§ GIVEN RECORDS
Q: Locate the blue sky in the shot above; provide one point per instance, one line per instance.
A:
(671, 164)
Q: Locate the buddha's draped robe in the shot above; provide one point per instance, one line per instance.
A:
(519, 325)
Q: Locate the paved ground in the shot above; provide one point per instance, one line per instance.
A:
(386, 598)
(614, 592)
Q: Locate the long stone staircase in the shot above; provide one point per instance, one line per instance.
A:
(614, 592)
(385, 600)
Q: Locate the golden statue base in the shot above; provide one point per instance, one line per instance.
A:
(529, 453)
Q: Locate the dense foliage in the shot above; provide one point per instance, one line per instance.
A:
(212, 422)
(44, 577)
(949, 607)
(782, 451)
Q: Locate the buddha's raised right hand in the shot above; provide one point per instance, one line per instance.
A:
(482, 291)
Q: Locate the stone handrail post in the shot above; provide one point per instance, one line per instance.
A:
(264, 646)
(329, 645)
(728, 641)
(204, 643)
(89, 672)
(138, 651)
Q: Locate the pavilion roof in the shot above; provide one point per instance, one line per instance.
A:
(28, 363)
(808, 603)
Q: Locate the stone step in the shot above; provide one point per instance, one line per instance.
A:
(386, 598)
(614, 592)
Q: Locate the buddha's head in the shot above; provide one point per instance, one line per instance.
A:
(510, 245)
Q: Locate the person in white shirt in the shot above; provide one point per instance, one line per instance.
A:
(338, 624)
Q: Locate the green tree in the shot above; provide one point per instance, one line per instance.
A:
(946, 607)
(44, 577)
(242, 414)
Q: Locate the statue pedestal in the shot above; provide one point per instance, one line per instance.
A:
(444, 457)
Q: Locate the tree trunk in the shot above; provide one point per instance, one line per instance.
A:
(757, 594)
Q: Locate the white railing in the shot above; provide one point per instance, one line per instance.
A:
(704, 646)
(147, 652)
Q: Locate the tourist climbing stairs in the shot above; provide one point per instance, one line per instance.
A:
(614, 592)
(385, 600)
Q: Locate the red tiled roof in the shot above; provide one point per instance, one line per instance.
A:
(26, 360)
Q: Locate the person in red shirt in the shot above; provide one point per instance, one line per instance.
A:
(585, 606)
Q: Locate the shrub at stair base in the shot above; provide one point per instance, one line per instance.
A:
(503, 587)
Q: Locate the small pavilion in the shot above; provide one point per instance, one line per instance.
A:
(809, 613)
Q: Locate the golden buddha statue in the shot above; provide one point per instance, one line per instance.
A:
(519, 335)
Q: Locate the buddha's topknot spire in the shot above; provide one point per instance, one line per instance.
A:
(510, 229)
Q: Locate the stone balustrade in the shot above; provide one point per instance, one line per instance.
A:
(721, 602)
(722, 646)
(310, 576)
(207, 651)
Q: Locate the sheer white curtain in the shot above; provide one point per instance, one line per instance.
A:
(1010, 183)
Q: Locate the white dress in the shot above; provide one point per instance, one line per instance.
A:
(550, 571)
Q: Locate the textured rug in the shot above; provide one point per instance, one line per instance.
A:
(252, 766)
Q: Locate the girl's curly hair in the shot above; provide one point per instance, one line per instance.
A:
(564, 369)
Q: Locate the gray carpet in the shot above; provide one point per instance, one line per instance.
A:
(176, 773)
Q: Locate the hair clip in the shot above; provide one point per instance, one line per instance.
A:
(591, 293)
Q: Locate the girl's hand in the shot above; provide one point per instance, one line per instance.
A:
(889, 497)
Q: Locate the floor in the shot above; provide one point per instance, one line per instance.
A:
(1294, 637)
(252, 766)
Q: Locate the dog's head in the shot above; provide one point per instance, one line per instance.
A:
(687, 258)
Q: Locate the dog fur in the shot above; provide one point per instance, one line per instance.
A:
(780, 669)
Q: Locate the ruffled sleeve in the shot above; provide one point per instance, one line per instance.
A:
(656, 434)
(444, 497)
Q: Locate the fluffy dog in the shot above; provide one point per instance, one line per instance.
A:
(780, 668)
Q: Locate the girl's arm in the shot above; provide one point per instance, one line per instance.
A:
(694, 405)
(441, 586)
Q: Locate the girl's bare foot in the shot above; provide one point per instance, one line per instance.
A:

§ WHAT THE TASK ASKS
Using the material above, output each line exactly as it appears.

§ EXERCISE RESULT
Q: Locate the blue sky in the shot above; provide one point per instance, one line per instance.
A:
(671, 164)
Q: Locate the buddha's draped robe in the shot above; provide one point per instance, one line per instance.
A:
(519, 325)
Q: Locate the paved ground in the shot above; provide one point per instance, one line per instance.
A:
(386, 598)
(614, 592)
Q: Locate the long stone staircase in the shot above; provide one point per instance, one line per instance.
A:
(614, 592)
(385, 600)
Q: Locate the golden statue base in the shot above; provide one point per instance, one line per instance.
A:
(529, 453)
Q: Locate the dense foliage in the shot above; provide one point per instance, one line per instance.
A:
(212, 422)
(44, 577)
(949, 607)
(782, 451)
Q: Locate the buddha's raised right hand in the shot above; provide one point per instance, one line per instance.
A:
(482, 291)
Q: Locate the stone handrail post in the shot above; provide one point per instance, one line per instance.
A:
(264, 646)
(329, 645)
(728, 641)
(204, 643)
(89, 672)
(138, 651)
Q: Locate the pavilion roof in the shot above; provide one point per instance, one line per instance.
A:
(28, 363)
(808, 603)
Q: Locate the stone step in the shot above; provide one point per instance, one line per instance.
A:
(386, 598)
(614, 592)
Q: Locate the buddha's head in the shot above; provide one point per instance, one line per instance.
A:
(510, 245)
Q: Locate the person in white shirt in the shot above; provide one point per instance, one line per instance.
A:
(338, 624)
Q: Locate the green tree in the shot above; provide one point per instance, one line per instance.
A:
(946, 607)
(44, 577)
(242, 414)
Q: Locate the statue pedestal in the shot above; provide one point per instance, one line per instance.
A:
(444, 457)
Q: Locate the tree trunk in the shot above; provide one point per instance, one line per instance.
A:
(757, 594)
Q: Locate the white railing in the shot above; provide one point per instance, one line per instance.
A:
(704, 646)
(147, 652)
Q: Locate the tourist climbing stairs in the shot above; provide one point per instance, one line per instance.
A:
(614, 592)
(385, 600)
Q: Locate the red tiled roof in the shot above; provide one point per instance, one line per instance.
A:
(26, 360)
Q: Locate the person in red shirt in the shot above; provide one point per instance, one line per instance.
A:
(585, 606)
Q: Locate the shrub at stair base in the shot above; provide one point per instance, one line per instance.
A:
(503, 587)
Q: Locate the small pavilion in the shot above; provide one point per instance, one line per instance.
A:
(809, 613)
Q: Locate the golden buddha statue in the shot above; provide one point per instance, one line per instance.
A:
(519, 335)
Q: Locate the buddha's topknot spire in the shot above; provide one point per instance, one line per instance.
A:
(510, 229)
Q: Locate the stone balustrade in the shot above; provide one point per instance, one line per instance.
A:
(721, 602)
(722, 646)
(310, 576)
(207, 651)
Q: Locate the sheer white curtain in the shot above; provide one point per instance, one line per instance.
A:
(1010, 183)
Q: Locate the white dress in the shot above; provide one point per instance, one line per instance.
A:
(550, 571)
Q: Locate the textured rug in the shot above; provide one point per instance, one line per instance.
A:
(252, 766)
Q: Locate the girl's curly hair in the shot above; provide one point per instance, one line per instance.
A:
(564, 369)
Q: Locate the gray carpet in the shot above; provide one point per instance, one line per instance.
A:
(176, 773)
Q: Locate the hair clip in the shot above; provide one point per instance, one line per instance.
A:
(591, 293)
Q: Locate the girl's hand in the shot above; provide one point per instance, one line per instance.
A:
(889, 497)
Q: Locate the floor in the shot above; provide one point per instance, one line per instance.
A:
(1294, 637)
(252, 766)
Q: Locate the dog's head in the shot above; provide one point per instance, one line per instance.
A:
(687, 258)
Q: Locate the dog fur in the shot above; provide one point per instance, one line per instance.
A:
(780, 669)
Q: Locate the ruffled sleeve in the shot above; provide one point per instance, one line per instance.
A:
(656, 434)
(444, 497)
Q: Locate the fluffy dog in the shot above; provide one point per instance, one line per instance.
A:
(780, 668)
Q: Locate the girl's arm in the shot above; provide one point per instance, one line per instance.
A:
(694, 405)
(441, 586)
Q: Locate the girl's bare foot in the shot above; provide one point per instance, one line per instance.
A:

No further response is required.